**VORLIEGENDER TEXT:**
..........

Die jüngste Runde eines Schlagabtausches zwischen Israel und radikalen Palästinensern im Gazastreifen kann als deprimierendes Déjà-vu empfunden werden: Die beiden Parteien sind in Gewalt und Gegengewalt gefangen. Der zweite Blick ergibt jedoch ein komplexeres Bild: Fast verschämt, weil damit alte Kategorien hinterfragt werden, ist medial von der "Zurückhaltung der Hamas" in diesem Konflikt die Rede. Sie ist ein Resultat einer längeren Entwicklung, in der sich der Islamische Jihad und die in den PRC (Popular Resistance Committees) versammelten Ultraradikalen - deren Anführer Zuhair al-Qaisi Israel am Freitag ermordete - immer mehr von der Hamas entfernen. Und umgekehrt.

Im lange schwelenden Konkurrenzkampf zwischen allen Gruppen im Gazastreifen gab es bisher gleichzeitig immer einen Konsens nach außen, gegen Israel. Natürlich existiert dieser auch heute noch: Gruppen wie der Islamische Jihad glauben von ihrer Leadership in Sachen Aggression ge gen Israel zu profitieren, während sich die Hamas als politische Kraft darstellen kann, die etwa dafür zuständig ist, palästinensische Häftlinge aus israelischer Gefangenschaft heimzubringen. Das ist eine Rollenverteilung, von der beide Seiten profitieren.

Aber bereits im vorigen Sommer, als die PRC von Ägypten aus Terrorakte in Israel verübten, zeigten sich deutliche Risse. Vor allem hatte die Hamas damals keinerlei Interesse daran, dass die kleinen aggressiven Splittergruppen die wiedergewonnenen guten Beziehungen zwischen Gazastreifen und Ägypten aufs Spiel setzen. Da wurde auch das Zauberlehrling-Szenario offenbar: Für die Hamas sind all diese Gruppen ein praktisches Druckmittel nach außen, eine effektive Kontrolle hat sie jedoch nicht.

..........

**VORLIEGENDES MATERIAL:**
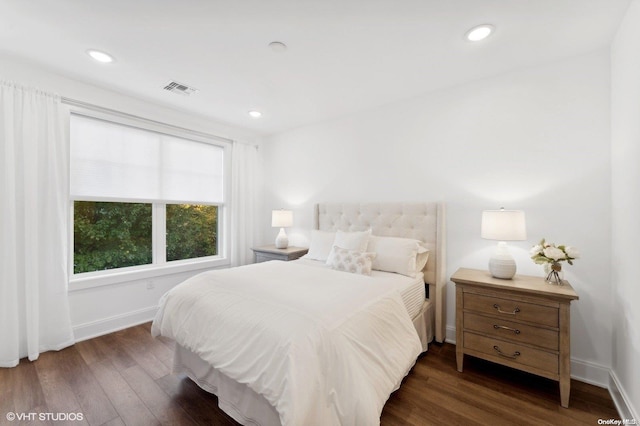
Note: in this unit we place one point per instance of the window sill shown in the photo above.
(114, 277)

..........

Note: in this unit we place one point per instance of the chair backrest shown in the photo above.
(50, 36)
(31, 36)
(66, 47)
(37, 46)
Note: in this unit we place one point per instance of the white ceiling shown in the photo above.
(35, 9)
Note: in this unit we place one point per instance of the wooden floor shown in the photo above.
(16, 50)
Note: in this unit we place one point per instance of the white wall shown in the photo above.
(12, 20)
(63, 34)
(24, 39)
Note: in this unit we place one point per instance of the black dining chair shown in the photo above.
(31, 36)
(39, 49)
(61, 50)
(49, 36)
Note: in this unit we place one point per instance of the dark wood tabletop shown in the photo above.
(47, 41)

..........

**ZU ERLEDIGEN:**
1. Nenne alle palästinensischen Gruppen, die im Text über den Gazastreifen mit Namen vorkommen.
2. Setze den Text über den Gazastreifen nach seinem letzten Satz fort.

**LÖSUNGEN:**
1. Hamas, Islamischer Jihad, PRC (Popular Resistance Committees)

2.
Gleichzeitig hat die Hamas an politischer Statur in der Region gewonnen. Eine Folge des Arabischen Frühlings - die vor einem Jahr kaum jemand für möglich gehalten hätte - ist eine radikale Veränderung der regionalen politischen Einbettung der Hamas: und zwar zu ihren Gunsten. In Ägypten ist die Hamas-Mutterorganisation, die Muslimbruderschaft, heute nach Wahlen stärkste politische Kraft. Plötzlich denken die klügeren Hamas-Strategen nicht mehr gegen ägyptische, sondern mit ägyptischen Interessen. Vor allem jedoch ist heute ganz einfach eine früher verschlossene Tür offen, was im jüngsten Konflikt der Hamas erlaubt hat, Ägypten in eine politische Initiative zugunsten einer Waffenruhe zwischen Israel und Gaza einzubinden - die diesmal zumindest am ersten Tag besser hält als andere zuvor.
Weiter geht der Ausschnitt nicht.